**Description of the task**
Offset the coordinates in the data below by adding 21 to every number in them, copying every other line as it stands. Begin at the line that contains "Find the utility" and stop after the line that contains "(515, 1008)", with both lines included.
***
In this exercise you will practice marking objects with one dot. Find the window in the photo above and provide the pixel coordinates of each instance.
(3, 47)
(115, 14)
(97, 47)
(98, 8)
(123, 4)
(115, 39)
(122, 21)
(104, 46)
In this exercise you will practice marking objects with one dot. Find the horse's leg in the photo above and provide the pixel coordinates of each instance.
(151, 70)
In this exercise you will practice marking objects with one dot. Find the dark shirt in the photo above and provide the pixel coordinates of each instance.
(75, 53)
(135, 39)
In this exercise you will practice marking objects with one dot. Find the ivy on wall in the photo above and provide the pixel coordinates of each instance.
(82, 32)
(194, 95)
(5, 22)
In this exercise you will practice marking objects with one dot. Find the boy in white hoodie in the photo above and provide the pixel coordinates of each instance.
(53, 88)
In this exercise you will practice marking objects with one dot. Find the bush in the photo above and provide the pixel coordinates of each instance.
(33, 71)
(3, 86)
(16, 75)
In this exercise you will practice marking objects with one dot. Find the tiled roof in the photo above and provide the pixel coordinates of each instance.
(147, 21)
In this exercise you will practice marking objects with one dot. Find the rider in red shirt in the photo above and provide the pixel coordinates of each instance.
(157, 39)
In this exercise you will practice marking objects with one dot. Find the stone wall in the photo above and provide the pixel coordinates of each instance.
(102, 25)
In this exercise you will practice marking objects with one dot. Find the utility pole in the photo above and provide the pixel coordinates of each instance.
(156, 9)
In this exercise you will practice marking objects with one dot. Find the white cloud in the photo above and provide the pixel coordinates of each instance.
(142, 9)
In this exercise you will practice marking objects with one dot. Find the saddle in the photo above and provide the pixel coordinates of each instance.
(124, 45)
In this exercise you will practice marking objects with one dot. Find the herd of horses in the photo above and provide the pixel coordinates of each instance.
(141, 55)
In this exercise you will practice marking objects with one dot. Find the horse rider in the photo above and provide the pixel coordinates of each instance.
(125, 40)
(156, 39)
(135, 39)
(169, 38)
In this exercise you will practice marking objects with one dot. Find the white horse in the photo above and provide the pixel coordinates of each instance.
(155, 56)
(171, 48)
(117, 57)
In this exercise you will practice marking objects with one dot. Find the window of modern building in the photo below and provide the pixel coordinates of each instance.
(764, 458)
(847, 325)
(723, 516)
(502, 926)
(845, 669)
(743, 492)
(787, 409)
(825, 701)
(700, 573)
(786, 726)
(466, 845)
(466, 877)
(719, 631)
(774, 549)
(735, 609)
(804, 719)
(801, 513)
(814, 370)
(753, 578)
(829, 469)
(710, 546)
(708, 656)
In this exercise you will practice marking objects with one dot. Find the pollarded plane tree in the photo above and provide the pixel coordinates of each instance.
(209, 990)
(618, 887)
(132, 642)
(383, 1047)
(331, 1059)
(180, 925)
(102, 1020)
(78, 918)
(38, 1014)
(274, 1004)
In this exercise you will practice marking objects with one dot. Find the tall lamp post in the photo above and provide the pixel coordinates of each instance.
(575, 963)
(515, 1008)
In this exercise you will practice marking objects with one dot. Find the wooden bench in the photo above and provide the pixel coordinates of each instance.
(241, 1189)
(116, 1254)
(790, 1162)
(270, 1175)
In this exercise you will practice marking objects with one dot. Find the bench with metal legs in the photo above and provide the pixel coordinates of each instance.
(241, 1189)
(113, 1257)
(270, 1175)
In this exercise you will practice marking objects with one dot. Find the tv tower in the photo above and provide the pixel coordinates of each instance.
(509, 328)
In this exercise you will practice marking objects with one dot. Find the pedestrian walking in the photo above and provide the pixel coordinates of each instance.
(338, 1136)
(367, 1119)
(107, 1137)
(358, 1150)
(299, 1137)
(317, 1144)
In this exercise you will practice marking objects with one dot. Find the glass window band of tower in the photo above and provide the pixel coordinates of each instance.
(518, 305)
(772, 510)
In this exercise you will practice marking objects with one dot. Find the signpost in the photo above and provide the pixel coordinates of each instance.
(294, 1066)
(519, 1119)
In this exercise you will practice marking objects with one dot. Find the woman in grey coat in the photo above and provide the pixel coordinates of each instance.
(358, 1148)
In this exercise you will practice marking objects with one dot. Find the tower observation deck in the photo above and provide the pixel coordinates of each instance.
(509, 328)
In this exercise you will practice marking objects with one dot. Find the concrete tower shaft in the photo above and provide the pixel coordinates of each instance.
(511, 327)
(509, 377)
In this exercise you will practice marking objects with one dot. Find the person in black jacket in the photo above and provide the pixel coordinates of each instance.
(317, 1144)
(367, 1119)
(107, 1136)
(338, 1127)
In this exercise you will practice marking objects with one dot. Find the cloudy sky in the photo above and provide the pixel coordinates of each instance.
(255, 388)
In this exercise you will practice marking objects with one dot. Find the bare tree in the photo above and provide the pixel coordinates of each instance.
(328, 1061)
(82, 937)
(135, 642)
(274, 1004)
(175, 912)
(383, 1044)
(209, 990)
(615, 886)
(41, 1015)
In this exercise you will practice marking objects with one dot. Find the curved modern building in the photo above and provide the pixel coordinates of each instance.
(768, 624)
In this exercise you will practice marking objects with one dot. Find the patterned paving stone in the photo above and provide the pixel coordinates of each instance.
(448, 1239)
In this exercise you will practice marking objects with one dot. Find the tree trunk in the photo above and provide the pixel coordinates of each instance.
***
**Exercise answer**
In this exercise you will practice marking objects with one dot. Find the utility pole in the photo above and provide the pixel coordinates of each instance.
(177, 30)
In this exercise you will practice marking objects with one dot. Find the white cloud in the photo above and provide the pixel coordinates of each instance.
(163, 30)
In this exercise you will practice marking objects with one dot. Find the saddle in the photo above and provide the pixel coordinates of each instance.
(145, 66)
In this exercise you will practice marking objects with one dot. Find the herd of horses in the photo above and provide the pixel coordinates of each instance.
(162, 76)
In this exercise you will practice marking objects with one dot. Find the horse rider in the photo above and provide the pixel coordinates of each instance.
(146, 61)
(177, 60)
(156, 60)
(190, 59)
In this exercise you will practice marking objects with one dot. Find the white horse in the photo above and provide the pixel coordinates of each instance.
(176, 77)
(192, 69)
(138, 78)
In this exercise you will practice marking objects with one dot. Find the window of modern building in the photo below and provide the pixel coordinates of each instance.
(785, 479)
(868, 346)
(744, 537)
(523, 947)
(866, 690)
(764, 513)
(808, 430)
(846, 722)
(721, 594)
(807, 747)
(487, 866)
(487, 898)
(740, 652)
(795, 570)
(756, 630)
(825, 740)
(822, 534)
(835, 391)
(774, 599)
(850, 490)
(731, 567)
(729, 677)
In this exercise you will practice marking objects with one dot. Find the pollarded plane tree in the photo above and provide the pixel coordinates of each instance.
(230, 1011)
(639, 908)
(153, 663)
(404, 1068)
(352, 1080)
(201, 946)
(123, 1041)
(99, 939)
(59, 1035)
(295, 1025)
In this exercise you will practice marking objects with one dot. Find the tall lamp post in the photo above and provide the pixel coordinates of each instance.
(596, 984)
(536, 1029)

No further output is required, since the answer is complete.